> _TEXTE À LIRE_
'''

Les uns après les autres, les habitants des vieilles et vétustes maisons quittent les lieux. La boucherie ferme, suivie du café, du magasin en appareillage électronique et du fleuriste. Des squats apparaissent. Seules restent trois stations d’essence (Texaco et BP) et, sur le boulevard Grande-Duchesse Charlotte, le couple Lambert et Léon Schmit, un coiffeur proche de la retraite qui continue à faire tourner son salon « Figaro » au rez-de-chaussée d’un immeuble condamné et dégageant une odeur putride. Il s’en défend : « C’est pas comme si je voulais arrêter le progrès », il a simplement du mal à trouver un autre emplacement valable. Dans le discours médiatique et politique, la Stäreplaz devient une « plaie », un « Schandfleck am Westagank », un « cratère ». Périodiquement, au gré des changements politiques, un maire ou un ministre annonçait une percée imminente. Erna Hennicot-Schoepges le fit en 2000, Luc Frieden en 2003, Xavier Bettel en 2013. Or, après 25 ans et une centaine de procès, seuls les avocats ont été gagnants. La place de l’Étoile reste un bourbier politique.

'''

> _CONSIGNES DE TRAVAIL_
Dites si chacune des affirmations suivantes concorde avec le texte sur la place de l'Étoile, par oui ou par non, en citant mot pour mot le passage qui tranche : (a) le salon du coiffeur Léon Schmit porte le nom « Figaro » ; (b) quatre stations d'essence restent sur place ; (c) Xavier Bettel a annoncé une percée en 2003. Les lignes n'interviennent en rien dans ce travail.

> _LIGNES DE DONNÉES_

'''

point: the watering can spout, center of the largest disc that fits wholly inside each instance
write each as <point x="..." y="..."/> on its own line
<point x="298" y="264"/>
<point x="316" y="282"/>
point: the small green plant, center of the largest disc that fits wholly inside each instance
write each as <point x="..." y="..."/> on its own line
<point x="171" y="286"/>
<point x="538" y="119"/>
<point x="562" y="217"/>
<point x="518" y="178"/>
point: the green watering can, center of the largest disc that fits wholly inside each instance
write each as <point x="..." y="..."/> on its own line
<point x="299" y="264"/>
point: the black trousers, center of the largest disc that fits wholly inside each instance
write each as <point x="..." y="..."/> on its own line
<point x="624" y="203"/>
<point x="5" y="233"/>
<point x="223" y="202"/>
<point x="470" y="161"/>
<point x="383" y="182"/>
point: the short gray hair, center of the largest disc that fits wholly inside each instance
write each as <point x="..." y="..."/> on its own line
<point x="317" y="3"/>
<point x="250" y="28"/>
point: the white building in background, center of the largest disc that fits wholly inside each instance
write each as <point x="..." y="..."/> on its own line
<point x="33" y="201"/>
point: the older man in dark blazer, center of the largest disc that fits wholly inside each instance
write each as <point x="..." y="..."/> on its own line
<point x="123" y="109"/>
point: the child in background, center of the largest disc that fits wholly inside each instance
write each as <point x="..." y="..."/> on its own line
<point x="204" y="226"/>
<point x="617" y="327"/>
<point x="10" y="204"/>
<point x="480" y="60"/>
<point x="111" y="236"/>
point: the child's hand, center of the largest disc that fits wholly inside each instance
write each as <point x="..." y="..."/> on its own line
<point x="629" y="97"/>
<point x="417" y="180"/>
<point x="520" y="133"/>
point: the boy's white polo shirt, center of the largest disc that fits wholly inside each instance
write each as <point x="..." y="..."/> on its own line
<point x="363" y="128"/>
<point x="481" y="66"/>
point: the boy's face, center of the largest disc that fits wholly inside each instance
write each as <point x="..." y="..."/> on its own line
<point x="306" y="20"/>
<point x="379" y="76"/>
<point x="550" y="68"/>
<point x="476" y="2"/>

'''

> _RÉPONSE ATTENDUE_
(a) Oui : « son salon « Figaro » au rez-de-chaussée d’un immeuble condamné ».
(b) Non : « Seules restent trois stations d’essence (Texaco et BP) ».
(c) Non : « Luc Frieden en 2003, Xavier Bettel en 2013 ».